● **Document excerpt**
######

J-1 Visa physicians completing the 3-year waiver service in a HPSA, MUA or MUP may apply to complete the waiver service with another employer. A J-1 visa waiver transfer is approve by USCIS when a physician can show that extenuating circumstances exist the prevent him/her from completing the waiver service with the original employer.
USICS has not provided specific guidance regarding what qualifies as extenuating circumstances. It is the writer’s experience that USCIS has considered both personal and professional factors in determining whether extenuating circumstances exist that justify a J-1 waiver transfer. Here is a checklist of issues that I review with foreign doctors (IMGS, FMGs) planning a waiver transfer:
- Prevailing Wage/LCA Compliance: Whether the employer is paying the J-1 physician the salary or actual wage prescribed by the contract of employment as well as the Physician’s H-1B Visa application, as well as incentive pay.
- Malpractice and Staffing: Whether the employer is maintaining the required malpractice insurance as well as adequate medical supplies and staffing to assist the J-1 physician in completing the assigned duties without undue exposure to malpractice concerns.
- Patient Base: Whether the employer provides sufficient patient base to permit the J-1 physician to meet the J-1 waiver full-time work requirement on a weekly basis.
- Physician Termination: Whether the employer has simply terminated the J-1 physician’s contract or otherwise fired the J-1 physician.

######

● **Explore the material**
**a)** In the passage on J-1 visa waiver transfers, how long is the waiver service that physicians complete in a HPSA, MUA or MUP?
**b)** Continue the passage on J-1 visa waiver transfers from the point where it ends.

######

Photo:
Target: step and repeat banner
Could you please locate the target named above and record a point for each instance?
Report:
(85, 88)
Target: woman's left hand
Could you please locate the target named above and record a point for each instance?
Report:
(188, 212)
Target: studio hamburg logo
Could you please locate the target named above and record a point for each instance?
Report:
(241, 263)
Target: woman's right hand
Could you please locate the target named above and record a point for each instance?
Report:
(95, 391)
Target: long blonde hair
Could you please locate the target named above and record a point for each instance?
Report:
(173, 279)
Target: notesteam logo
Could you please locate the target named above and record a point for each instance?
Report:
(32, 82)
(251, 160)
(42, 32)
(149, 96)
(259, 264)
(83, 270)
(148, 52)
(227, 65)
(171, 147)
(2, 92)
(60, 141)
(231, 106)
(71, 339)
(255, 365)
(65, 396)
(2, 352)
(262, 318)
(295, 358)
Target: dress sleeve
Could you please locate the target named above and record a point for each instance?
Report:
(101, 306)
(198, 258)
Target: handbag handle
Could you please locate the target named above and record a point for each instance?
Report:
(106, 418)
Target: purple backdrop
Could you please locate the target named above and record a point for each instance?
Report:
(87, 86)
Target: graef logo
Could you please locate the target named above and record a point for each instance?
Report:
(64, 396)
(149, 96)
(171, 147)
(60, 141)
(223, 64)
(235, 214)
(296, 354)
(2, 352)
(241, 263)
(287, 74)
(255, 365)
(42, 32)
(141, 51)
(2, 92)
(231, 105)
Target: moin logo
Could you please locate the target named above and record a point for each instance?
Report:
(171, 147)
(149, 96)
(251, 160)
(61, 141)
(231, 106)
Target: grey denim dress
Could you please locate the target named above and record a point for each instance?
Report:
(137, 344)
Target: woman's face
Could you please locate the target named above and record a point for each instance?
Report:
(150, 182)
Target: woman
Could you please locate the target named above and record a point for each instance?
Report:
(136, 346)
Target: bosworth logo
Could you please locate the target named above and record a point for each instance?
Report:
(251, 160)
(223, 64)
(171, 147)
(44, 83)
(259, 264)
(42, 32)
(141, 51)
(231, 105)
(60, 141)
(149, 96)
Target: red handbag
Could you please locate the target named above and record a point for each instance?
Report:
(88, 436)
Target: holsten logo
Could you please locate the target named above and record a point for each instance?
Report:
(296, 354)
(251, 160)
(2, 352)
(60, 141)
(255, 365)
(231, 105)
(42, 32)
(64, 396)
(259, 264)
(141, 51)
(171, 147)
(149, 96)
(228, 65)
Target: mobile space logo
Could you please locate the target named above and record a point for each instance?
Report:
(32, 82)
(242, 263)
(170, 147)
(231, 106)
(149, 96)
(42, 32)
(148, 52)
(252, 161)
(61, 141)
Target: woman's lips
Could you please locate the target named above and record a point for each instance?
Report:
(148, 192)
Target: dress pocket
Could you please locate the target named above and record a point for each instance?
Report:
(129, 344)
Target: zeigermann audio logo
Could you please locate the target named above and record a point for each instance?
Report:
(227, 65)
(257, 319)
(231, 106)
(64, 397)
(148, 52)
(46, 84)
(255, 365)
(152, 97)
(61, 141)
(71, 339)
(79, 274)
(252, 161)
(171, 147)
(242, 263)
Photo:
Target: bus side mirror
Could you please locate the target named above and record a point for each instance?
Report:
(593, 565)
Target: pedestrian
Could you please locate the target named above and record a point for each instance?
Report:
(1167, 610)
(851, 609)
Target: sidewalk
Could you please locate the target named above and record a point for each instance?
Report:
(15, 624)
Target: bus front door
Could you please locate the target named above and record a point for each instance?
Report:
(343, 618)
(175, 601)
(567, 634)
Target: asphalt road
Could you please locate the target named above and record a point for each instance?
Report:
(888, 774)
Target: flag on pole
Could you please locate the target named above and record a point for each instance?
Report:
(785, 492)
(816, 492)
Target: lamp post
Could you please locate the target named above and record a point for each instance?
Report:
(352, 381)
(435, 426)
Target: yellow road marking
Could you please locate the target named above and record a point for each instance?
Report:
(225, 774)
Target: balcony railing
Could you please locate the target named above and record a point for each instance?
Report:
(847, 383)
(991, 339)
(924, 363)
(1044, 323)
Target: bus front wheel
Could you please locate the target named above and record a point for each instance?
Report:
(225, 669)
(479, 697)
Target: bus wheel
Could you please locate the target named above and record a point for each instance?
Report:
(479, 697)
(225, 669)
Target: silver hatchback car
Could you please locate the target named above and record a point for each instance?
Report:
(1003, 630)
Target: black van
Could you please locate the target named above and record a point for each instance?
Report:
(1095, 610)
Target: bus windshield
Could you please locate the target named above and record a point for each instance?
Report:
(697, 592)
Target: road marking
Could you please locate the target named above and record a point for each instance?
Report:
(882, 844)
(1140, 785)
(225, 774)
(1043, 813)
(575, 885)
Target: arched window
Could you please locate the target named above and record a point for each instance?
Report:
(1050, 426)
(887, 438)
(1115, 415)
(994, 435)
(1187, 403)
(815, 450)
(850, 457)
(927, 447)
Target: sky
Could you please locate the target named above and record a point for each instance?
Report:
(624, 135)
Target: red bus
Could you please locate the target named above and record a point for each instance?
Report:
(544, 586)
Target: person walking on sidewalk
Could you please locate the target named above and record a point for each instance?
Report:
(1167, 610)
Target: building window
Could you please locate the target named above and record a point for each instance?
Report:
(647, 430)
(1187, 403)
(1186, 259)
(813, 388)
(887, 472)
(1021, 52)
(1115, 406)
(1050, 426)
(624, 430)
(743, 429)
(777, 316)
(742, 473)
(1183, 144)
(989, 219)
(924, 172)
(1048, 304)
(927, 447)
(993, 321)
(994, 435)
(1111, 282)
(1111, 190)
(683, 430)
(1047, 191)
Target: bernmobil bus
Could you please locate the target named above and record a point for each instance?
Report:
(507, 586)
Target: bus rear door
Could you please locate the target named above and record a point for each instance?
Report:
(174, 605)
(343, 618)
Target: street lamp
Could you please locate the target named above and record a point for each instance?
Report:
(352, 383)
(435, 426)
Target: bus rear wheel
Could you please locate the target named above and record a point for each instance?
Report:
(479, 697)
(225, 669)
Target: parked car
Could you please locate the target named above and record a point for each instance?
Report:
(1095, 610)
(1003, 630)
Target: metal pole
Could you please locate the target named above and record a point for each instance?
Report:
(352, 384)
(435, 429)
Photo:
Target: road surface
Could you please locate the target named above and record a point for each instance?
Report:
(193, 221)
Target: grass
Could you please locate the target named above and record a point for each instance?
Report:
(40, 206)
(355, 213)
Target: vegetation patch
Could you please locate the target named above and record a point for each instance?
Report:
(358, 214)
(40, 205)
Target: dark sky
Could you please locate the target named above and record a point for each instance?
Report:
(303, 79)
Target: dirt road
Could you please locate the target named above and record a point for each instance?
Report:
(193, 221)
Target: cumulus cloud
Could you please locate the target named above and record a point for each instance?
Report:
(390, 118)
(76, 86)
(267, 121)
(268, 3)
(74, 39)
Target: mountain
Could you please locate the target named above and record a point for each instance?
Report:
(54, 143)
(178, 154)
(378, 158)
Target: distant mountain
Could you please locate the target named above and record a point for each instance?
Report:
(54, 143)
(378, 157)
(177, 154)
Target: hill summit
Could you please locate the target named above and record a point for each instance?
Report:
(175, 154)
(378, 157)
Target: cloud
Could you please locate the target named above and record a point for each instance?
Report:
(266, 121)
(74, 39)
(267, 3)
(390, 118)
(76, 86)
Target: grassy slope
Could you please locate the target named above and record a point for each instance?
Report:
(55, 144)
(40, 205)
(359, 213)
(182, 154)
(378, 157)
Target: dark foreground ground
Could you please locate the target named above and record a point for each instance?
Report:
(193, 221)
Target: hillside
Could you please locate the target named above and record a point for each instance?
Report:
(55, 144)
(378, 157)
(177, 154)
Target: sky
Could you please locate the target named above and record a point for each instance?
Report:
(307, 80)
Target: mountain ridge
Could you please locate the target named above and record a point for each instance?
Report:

######

● **Answers for the tasks**
**a)** Three years.

**b)**
- Compliance with Waiver Requirements: Whether the employer is violating any terms of the J-1 Waiver Agreement with the sponsoring Conrad 30 state, Department of Health & Human Services (HHS), Appalachian Regional Commission (ARC) or Department of Veteran’s Affairs (VA). Furthermore, whether the employer is requiring the J-1 physician to operate in an unsafe condition or exposing the physician to possible malpractice claim by failing to provide adequate support and staffing.
- Personal Circumstances: Whether the personal circumstances of the J-1 physician have changed significantly such as a marriage, engagement, birth/adoption of a child, illness, disability or such changed personal situation necessitating a relocation.One or more of these factors as well as additional issues unique to the particular physician may be sufficient to prove the extenuating circumstances requirement for a J-1 waiver transfer.